## WORK REQUIRED
Print every line of the listing exactly, please.

## INPUT RECORDS
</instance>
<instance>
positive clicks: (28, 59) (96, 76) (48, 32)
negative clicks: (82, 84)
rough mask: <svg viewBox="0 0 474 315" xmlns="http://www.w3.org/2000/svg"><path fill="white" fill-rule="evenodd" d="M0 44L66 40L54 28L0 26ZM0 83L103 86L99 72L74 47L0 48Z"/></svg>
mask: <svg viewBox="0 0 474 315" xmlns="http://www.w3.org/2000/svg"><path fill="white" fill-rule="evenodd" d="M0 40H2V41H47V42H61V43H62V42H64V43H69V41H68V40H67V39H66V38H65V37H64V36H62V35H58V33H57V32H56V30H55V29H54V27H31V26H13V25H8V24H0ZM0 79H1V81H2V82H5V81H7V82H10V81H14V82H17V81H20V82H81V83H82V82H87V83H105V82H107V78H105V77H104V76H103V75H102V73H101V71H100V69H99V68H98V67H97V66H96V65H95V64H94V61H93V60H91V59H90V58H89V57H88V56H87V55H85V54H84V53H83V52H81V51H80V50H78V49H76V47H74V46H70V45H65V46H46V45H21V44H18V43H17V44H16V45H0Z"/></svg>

## FINISHED EXERCISE
</instance>
<instance>
positive clicks: (28, 59) (96, 76) (48, 32)
negative clicks: (82, 84)
rough mask: <svg viewBox="0 0 474 315" xmlns="http://www.w3.org/2000/svg"><path fill="white" fill-rule="evenodd" d="M0 44L66 40L54 28L0 26ZM0 83L103 86L99 72L74 47L0 48Z"/></svg>
mask: <svg viewBox="0 0 474 315" xmlns="http://www.w3.org/2000/svg"><path fill="white" fill-rule="evenodd" d="M0 40H2V41H47V42H61V43H62V42H64V43H69V41H68V40H67V39H66V38H65V37H64V36H62V35H58V33H57V32H56V30H55V29H54V27H31V26H13V25H8V24H0ZM0 79H1V81H2V82H5V81H7V82H10V81H14V82H17V81H20V82H81V83H82V82H87V83H105V82H107V78H105V77H104V76H103V75H102V73H101V71H100V69H99V68H98V67H97V66H96V65H95V64H94V61H93V60H91V59H90V58H89V57H88V56H87V55H85V54H84V53H83V52H81V51H80V50H78V49H76V47H74V46H70V45H65V46H46V45H21V44H18V43H17V44H16V45H0Z"/></svg>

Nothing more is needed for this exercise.